▶ **RECORDS SUPPLIED**:
────────────────
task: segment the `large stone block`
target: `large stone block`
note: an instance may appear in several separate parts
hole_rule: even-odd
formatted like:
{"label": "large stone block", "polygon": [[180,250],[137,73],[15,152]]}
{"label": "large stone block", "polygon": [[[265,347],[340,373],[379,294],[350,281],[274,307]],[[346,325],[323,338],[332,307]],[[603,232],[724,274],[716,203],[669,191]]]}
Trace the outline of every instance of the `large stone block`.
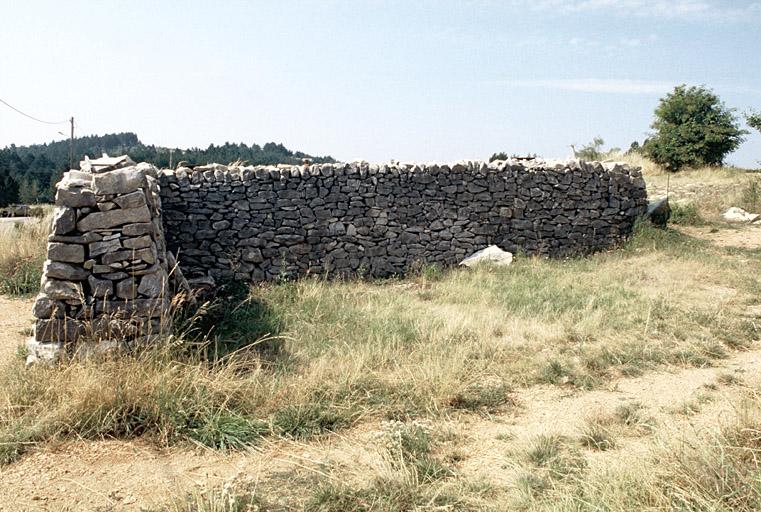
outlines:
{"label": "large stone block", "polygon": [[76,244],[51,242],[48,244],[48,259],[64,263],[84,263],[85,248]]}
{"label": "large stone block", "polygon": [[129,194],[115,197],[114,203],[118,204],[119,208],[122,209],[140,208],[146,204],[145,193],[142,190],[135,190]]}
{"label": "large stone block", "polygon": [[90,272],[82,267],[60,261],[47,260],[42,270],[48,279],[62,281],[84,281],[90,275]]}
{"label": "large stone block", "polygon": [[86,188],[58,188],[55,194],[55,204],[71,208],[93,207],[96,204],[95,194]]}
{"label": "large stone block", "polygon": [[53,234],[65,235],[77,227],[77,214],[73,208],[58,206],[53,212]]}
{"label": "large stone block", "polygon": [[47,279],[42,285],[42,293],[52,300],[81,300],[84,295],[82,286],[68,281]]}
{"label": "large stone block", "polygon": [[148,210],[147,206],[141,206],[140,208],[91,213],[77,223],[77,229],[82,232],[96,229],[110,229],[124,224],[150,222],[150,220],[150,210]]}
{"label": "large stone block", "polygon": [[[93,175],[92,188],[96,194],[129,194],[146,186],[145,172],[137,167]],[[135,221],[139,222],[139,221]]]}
────────────────
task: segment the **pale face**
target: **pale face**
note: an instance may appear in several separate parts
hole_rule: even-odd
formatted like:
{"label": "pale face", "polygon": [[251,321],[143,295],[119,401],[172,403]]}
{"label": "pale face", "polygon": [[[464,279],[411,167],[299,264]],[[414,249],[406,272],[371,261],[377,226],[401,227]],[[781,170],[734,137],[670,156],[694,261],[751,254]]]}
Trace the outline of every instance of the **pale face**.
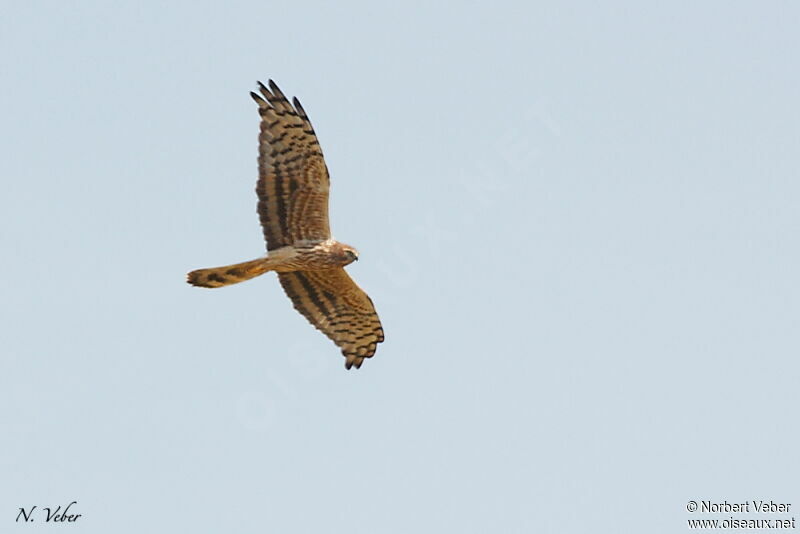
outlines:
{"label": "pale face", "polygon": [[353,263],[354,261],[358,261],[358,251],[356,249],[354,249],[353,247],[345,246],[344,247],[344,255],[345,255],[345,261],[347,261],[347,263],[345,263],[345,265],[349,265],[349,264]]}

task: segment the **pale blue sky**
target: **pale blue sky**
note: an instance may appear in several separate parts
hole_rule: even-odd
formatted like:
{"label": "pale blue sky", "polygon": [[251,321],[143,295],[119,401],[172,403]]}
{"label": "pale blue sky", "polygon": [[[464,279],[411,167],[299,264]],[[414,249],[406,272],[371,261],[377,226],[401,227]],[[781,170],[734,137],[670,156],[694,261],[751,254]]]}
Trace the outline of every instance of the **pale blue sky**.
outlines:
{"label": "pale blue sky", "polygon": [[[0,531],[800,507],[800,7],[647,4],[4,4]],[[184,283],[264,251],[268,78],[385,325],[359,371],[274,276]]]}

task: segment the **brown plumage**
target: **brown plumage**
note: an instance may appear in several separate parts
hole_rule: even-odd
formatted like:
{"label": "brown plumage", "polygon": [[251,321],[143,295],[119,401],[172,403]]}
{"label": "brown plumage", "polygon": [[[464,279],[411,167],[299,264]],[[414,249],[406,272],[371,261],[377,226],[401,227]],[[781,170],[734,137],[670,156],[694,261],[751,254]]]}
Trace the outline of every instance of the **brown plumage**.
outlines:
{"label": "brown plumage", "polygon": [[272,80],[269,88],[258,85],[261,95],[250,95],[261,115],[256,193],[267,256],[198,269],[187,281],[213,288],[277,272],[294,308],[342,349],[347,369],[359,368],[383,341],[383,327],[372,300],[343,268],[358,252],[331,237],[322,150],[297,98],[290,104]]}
────────────────
▶ **REQUIRED ACTION**: In the records above, find every line with the word "task" and copy it.

▶ **ANSWER FOR THIS EXERCISE**:
task: segment the `large stone block`
task: segment the **pale face**
task: segment the **pale blue sky**
task: segment the **brown plumage**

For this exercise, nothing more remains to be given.